### Provided passage
+ + + + + + +

The organization honors a select group of people every year for their artistic influences on American culture.
WASHINGTON — A heartfelt Patti LaBelle praised her lifelong friend Gladys Knight. Matt Damon playfully teased his friend George Clooney — a lot — while Sheryl Crow gave thanks and a heartfelt rendition of “Baby Baby” to her fellow singer Amy Grant during Sunday’s Kennedy Center Honors.
Knight, Clooney and Grant were all honored at the John F. Kennedy Center for the Performing Arts; groundbreaking composer and conductor Tania León and the rock group U2 were also part of this year’s class. Every year the Kennedy Center honors a select group of people for their artistic influences on American culture. President Joe Biden, Vice President Kamala Harris and their respective spouses were in attendance.

+ + + + + + +

### Material provided
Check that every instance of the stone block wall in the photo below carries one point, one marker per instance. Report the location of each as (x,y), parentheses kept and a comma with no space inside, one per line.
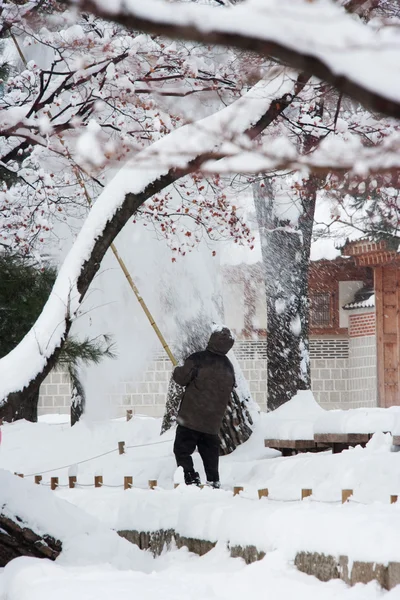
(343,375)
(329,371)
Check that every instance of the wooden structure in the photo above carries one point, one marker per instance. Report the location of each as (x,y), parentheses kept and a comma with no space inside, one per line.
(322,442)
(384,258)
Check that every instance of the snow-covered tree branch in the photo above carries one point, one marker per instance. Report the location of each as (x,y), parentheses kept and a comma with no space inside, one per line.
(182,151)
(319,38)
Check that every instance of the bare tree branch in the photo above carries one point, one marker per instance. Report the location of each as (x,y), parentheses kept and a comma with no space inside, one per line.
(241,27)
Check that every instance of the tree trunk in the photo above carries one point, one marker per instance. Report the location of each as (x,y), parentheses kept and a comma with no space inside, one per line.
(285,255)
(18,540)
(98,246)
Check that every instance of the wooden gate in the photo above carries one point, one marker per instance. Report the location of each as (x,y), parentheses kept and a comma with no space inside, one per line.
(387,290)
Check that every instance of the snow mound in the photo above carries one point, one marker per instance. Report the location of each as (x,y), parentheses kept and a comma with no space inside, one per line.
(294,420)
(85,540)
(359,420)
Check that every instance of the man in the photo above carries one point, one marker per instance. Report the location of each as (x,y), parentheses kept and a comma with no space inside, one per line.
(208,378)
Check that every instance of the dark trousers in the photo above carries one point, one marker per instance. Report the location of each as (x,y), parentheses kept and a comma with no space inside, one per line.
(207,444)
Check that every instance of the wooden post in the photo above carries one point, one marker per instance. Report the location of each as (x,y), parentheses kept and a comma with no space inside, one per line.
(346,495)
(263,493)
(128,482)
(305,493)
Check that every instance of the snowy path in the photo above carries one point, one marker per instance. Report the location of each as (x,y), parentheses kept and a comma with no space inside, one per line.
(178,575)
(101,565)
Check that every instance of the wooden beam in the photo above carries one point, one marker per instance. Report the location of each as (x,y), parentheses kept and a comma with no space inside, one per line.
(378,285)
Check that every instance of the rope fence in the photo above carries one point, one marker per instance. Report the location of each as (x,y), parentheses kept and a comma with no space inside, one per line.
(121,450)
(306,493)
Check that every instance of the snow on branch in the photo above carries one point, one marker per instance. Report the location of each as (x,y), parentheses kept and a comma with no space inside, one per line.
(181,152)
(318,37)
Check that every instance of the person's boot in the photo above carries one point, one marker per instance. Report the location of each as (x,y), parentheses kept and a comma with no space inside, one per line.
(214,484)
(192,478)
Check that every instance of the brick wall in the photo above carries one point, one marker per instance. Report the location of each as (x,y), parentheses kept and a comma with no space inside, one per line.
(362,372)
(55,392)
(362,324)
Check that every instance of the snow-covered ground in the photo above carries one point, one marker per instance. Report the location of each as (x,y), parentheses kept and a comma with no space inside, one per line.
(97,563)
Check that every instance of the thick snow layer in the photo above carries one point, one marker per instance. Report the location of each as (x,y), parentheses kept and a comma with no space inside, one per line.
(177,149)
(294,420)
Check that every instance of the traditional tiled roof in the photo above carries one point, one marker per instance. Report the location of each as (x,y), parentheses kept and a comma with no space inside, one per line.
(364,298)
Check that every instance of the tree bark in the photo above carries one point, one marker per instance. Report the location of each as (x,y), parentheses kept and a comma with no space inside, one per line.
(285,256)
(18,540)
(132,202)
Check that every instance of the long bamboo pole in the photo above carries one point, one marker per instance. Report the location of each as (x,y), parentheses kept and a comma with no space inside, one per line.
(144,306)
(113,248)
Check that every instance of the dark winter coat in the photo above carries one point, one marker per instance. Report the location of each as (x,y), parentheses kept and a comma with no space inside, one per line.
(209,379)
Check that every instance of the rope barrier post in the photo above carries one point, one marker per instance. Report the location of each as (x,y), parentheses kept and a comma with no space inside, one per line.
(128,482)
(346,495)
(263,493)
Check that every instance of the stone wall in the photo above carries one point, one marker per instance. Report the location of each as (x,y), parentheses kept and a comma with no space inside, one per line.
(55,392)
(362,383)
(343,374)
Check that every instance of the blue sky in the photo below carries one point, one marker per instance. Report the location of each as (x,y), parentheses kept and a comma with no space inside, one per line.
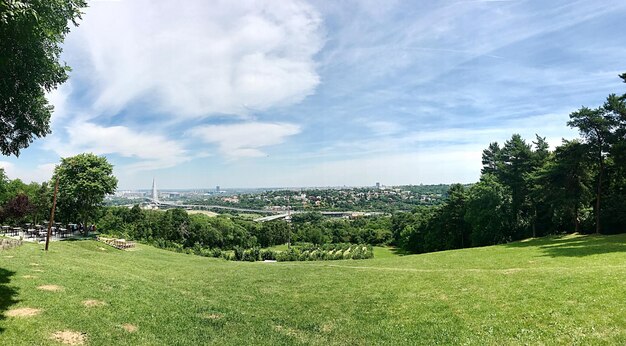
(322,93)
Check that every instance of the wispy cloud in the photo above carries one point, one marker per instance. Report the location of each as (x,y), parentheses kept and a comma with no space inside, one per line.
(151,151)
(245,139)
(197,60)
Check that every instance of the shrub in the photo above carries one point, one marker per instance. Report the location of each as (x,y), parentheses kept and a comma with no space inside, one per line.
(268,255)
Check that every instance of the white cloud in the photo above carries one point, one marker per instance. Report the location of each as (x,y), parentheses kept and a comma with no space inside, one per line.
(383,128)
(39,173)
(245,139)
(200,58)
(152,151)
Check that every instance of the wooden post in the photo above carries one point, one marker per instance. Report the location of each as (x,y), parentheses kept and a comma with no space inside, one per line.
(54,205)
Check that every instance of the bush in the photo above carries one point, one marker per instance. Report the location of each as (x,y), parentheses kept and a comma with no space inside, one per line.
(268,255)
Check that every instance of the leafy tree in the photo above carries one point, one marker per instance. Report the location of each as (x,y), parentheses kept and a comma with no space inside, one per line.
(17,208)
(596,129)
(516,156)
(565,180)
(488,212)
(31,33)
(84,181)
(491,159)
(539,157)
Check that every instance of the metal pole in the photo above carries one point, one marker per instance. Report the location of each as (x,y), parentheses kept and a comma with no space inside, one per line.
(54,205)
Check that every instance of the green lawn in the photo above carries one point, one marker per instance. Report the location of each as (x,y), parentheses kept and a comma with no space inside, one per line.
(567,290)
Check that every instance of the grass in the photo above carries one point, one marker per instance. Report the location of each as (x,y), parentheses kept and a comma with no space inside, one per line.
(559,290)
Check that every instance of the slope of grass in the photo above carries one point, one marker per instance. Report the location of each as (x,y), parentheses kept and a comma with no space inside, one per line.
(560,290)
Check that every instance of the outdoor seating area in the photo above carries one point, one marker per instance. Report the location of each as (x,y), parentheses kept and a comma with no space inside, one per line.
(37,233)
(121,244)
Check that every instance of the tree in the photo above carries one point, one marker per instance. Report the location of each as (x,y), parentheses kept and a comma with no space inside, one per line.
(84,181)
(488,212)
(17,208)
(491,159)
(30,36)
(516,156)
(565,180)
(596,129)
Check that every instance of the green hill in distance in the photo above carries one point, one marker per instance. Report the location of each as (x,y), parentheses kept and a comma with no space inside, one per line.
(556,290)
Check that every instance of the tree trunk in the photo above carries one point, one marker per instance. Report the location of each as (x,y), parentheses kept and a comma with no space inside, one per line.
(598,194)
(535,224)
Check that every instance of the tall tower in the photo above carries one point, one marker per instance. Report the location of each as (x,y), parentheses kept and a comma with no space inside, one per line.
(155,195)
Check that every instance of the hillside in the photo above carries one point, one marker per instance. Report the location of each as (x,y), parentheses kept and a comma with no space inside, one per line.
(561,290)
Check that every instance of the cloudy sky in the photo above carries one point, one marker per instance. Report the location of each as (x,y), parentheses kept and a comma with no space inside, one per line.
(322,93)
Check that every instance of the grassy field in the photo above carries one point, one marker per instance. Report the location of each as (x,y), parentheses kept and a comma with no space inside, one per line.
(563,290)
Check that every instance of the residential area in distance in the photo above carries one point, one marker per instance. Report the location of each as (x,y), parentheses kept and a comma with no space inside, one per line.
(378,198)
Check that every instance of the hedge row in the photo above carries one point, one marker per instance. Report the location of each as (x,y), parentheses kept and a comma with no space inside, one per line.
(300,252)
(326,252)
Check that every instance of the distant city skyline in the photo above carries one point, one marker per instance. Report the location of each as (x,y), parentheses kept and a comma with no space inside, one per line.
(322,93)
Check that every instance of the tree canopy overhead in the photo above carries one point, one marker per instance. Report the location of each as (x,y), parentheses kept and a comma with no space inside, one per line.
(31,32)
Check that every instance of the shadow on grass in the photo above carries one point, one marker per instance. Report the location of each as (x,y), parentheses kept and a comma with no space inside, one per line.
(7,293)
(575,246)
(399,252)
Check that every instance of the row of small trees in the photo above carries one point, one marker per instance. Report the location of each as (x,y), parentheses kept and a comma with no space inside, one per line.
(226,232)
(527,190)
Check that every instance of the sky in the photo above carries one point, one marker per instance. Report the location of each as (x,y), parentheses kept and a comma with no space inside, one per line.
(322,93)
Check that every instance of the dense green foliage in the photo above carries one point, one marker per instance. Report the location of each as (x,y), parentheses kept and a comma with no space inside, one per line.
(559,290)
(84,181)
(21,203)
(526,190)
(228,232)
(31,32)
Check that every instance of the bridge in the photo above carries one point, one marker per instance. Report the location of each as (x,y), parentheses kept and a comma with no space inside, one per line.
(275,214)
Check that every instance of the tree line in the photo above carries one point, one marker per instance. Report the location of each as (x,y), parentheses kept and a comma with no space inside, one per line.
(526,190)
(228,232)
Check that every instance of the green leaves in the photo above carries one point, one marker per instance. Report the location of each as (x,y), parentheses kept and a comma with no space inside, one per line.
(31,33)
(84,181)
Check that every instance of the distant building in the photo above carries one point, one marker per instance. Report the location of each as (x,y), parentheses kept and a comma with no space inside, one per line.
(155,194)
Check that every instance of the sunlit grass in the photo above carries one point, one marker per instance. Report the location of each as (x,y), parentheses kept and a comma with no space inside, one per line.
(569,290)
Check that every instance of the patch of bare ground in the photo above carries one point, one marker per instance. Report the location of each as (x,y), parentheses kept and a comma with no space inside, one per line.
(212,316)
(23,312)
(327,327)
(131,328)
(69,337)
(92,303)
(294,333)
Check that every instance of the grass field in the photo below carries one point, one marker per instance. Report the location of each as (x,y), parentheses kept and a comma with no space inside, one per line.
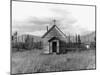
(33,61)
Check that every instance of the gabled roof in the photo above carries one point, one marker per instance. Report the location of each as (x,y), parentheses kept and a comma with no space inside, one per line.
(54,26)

+ + + + + + +

### Problem statement
Answer these about the Kennedy Center Honors article:
1. What song did Sheryl Crow sing for Amy Grant?
2. Which rock group was part of this year's honored class?
3. Which officials attended the ceremony with their spouses?

### Response
1. "Baby Baby"
2. U2
3. President Joe Biden and Vice President Kamala Harris